I've tried to read all of Joe's excellent sticky in this forum several times but (not being that sharpest knife in the draw) I get confused easily.

So I'm trying to tabulate all his excellent research and info into something that my mind can get around, and refer to when needed. At the moment I'm just concentrating on his Stainless Steel section, and would welcome any corrections or criticisms of my interpretation so far.

If anyone would find it easier to correct this draft directly, I've made it available in PDF format (http://www.phile.com.au/SSteel.pdf) and in Excel spreadsheet format (http://www.phile.com.au/SSteel.xls).

Once I've incorporated any corrections, and got the OK for the revised draft, I am very happy to make it available to anyone who thinks it might be of some use.

Cheers and thank you
Phil (omni@phile.com.au)

SSteel.jpg
 
Welcome! I think this is a good idea and I'm waiting to see some input from others. A chart like this would have helped me out in the beginning.:thumbup:
 
General comment: As interesting as are these generalizations of production steels are to read, I don't think they are of much use. For the main production pieces, I think steel is one of the last thing you have to worry about after price/grind/handle...

Specific comment: Are you saying this is purely your intrepretation of the the writing of Joe Talmadge as seen in his Steel FAQ?
 
Hi kel_aa

Thanks for commenting. I really appreciate anyone that has a great deal of experience and knowledge helping a newb (me) to understand the intricacies of steel as it used, and useful, in knives.

• [Required work]: Continue the forum thread on knife steels from the point where it stops. The entries come from a separate source and are unrelated to the forum thread on knife steels.

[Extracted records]

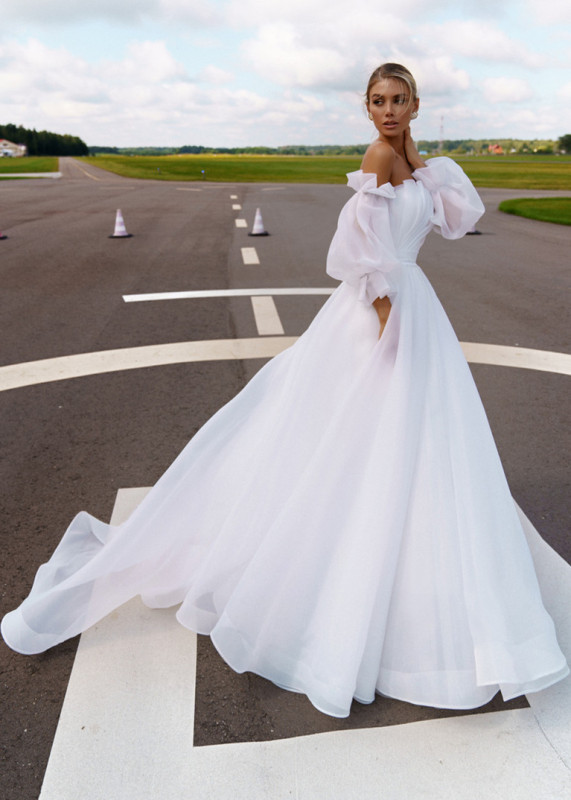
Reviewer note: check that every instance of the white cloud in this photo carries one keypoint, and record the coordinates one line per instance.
(278, 53)
(505, 90)
(480, 40)
(213, 74)
(553, 12)
(132, 12)
(276, 71)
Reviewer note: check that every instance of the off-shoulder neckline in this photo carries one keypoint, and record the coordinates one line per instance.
(388, 183)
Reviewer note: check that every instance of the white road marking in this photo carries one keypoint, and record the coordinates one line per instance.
(46, 370)
(266, 316)
(8, 175)
(125, 728)
(524, 357)
(85, 172)
(77, 366)
(143, 298)
(249, 255)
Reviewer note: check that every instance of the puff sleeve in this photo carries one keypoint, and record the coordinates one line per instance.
(457, 205)
(363, 256)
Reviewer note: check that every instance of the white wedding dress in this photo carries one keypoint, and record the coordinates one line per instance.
(343, 526)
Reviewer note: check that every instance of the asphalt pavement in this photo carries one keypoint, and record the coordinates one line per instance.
(73, 444)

• [Answer to this problem]:
Understandably even by me, is that this will be at best a generalisation since there will be many factors that are likely to differentiate the same type of steel used and how it performs. One of the things I am trying to achieve is to get some sort of feel for the different steels and how they perform in the real world - and then backtrack and see how it all fits into the "theory" of metallurgy. For example, I might find a relatively inexpensive knife on eBay, do a bit of looking into what steel may have been used, and then decide whether it is worthwhile to make a bid or not.

I have to admit, though, I hadn't even considered the type of grind. That's now another feature I will have to make sure I keep in mind. Not being in a position to spend much money (and not having sufficient judgement yet either), I'm "pretending" to ignore things like the type of handle. As long as it is reasonably functional, it'll do me for the moment and if I get into a suitably financial place in the future, I'll be able to worry about aesthetics/collectibility then.

In terms of your specific comment, yes. I'm probably wrong, but it is only my interpretation of Joe's research and experience in his FAQ. So any parts that are incorrect, are purely my responsibility.

Thanks again for posing your comments/questions, and allowing me to clarify what I was trying to accomplish.

Cheers
Phil
 
Neat idea, Omniphile!

I think that not mentioning how the steel is sharpened; what is dulling the steel when it was tested for edge retention; and what sort of comparisons were used to guage 'toughness' make the graph a bit misleading. None of the steels listed as 'very tough' deserve that listing when compared to many other knife steels.

S30V, S90V, and BG-42 are as close to perfect for a stainless steel for an every-day carry blade or hunting knife or fillet knife as a stainless steel can be (as are most all of the others listed and H1, too), but their lack of toughness won't come into play for most of those uses (hardness, wear-resistance, and sometimes corrosion resistance will, though).
 
Are you considering general production folders and fixed blades or custom pieces for youself? So are you getting into collection, verses general usage?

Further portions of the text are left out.